(Work to do) Rescale the data below: reproduce every line, requests included, but multiply each point coordinate in the answers by 1.6 and round to the nearest whole number, with halves rounded up. Keep the numbers in the requests and their format samples unchanged, and leave out the pictures.

(Record extracts)
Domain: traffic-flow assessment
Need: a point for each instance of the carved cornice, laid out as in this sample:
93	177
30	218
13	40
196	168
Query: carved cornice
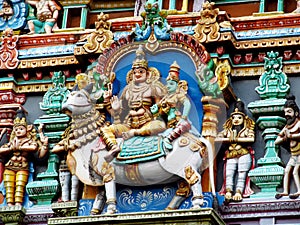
265	22
179	217
207	29
98	40
44	62
11	85
26	41
180	42
8	50
261	208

(Exercise response)
Domain: traffic-flow assessment
Need: a point for each instance of the carved cornice, laid out as in this sample:
93	177
30	218
13	40
196	168
Query: carved cornice
424	35
286	347
331	46
157	64
70	99
18	136
42	66
288	67
13	80
418	333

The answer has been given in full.